Retype each line of the data below exactly, beginning with the first and ending with the one that contains "search: gold button". Pictures do not belong in the copy.

########################################

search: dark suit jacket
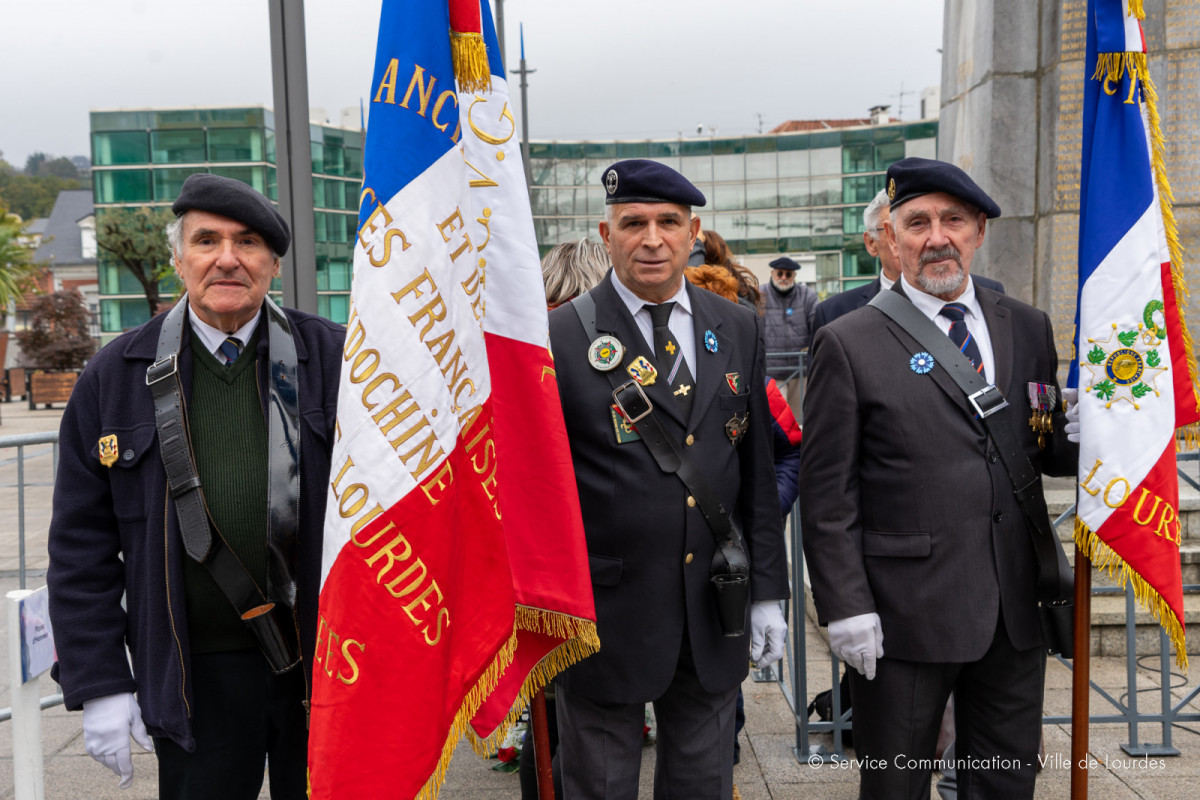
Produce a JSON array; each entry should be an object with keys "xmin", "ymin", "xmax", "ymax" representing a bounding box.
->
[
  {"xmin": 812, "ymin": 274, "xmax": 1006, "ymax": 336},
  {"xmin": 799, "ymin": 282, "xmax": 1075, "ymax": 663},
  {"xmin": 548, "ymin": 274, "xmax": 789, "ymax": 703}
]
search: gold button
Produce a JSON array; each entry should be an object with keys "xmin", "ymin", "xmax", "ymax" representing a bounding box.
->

########################################

**Finished exercise**
search: dark suit jacket
Produce a JSON array; each entry should be an object with keys "xmin", "ymin", "xmax", "ymax" representing a bounding box.
->
[
  {"xmin": 812, "ymin": 274, "xmax": 1006, "ymax": 336},
  {"xmin": 799, "ymin": 282, "xmax": 1075, "ymax": 663},
  {"xmin": 548, "ymin": 274, "xmax": 789, "ymax": 703}
]
search: gold button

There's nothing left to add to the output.